# [Problem]
Report each line of the records below that contains the word "blurred", copying every such line in full.

(Stored data entries)
────
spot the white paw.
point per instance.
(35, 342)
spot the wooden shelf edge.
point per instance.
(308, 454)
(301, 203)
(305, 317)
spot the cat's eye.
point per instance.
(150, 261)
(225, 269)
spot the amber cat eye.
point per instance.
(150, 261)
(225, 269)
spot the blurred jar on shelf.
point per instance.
────
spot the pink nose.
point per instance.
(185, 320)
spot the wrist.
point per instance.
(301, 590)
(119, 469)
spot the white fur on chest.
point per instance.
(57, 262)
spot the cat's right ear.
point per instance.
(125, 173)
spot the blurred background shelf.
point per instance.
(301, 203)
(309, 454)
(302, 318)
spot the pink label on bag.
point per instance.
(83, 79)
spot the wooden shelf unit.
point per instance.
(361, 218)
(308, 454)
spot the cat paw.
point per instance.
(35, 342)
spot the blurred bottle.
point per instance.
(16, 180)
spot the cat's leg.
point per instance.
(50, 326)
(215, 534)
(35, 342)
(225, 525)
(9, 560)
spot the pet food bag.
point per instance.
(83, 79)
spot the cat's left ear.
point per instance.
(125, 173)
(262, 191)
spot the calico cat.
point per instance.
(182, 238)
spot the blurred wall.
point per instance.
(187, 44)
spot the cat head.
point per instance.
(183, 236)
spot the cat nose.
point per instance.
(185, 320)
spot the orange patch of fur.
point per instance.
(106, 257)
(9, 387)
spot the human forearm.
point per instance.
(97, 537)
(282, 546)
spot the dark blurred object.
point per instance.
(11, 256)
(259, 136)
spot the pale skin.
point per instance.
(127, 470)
────
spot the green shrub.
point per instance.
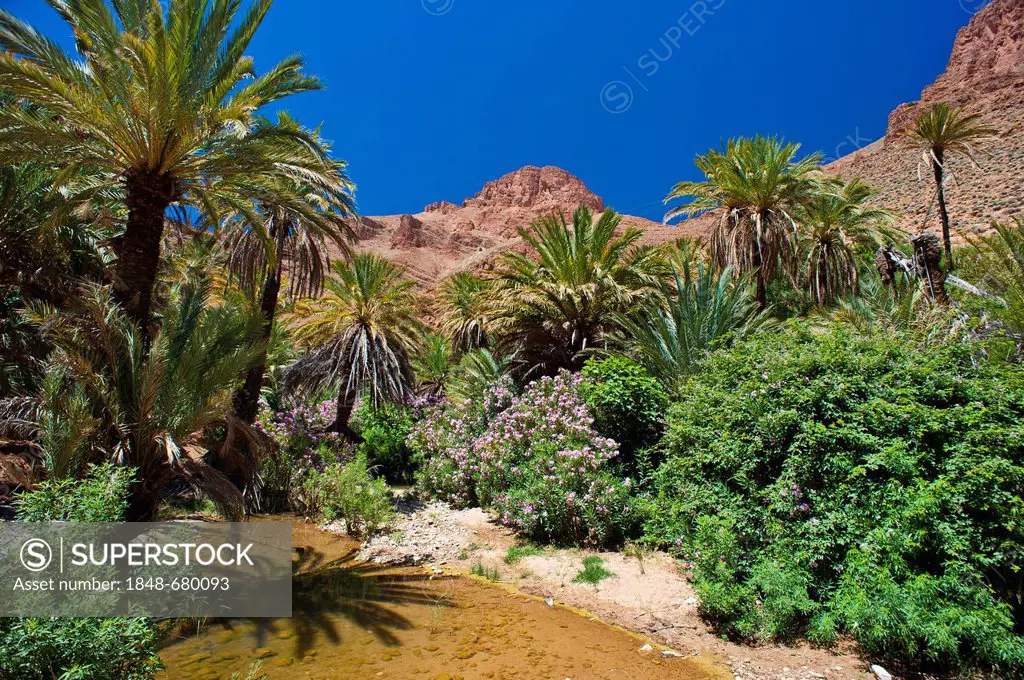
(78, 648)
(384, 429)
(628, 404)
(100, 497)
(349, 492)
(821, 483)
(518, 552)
────
# [Exercise result]
spot the blurred jar on shelf.
spot the blurred background shelf.
spot the blurred bottle.
spot the blurred wall.
spot the dark blurred object.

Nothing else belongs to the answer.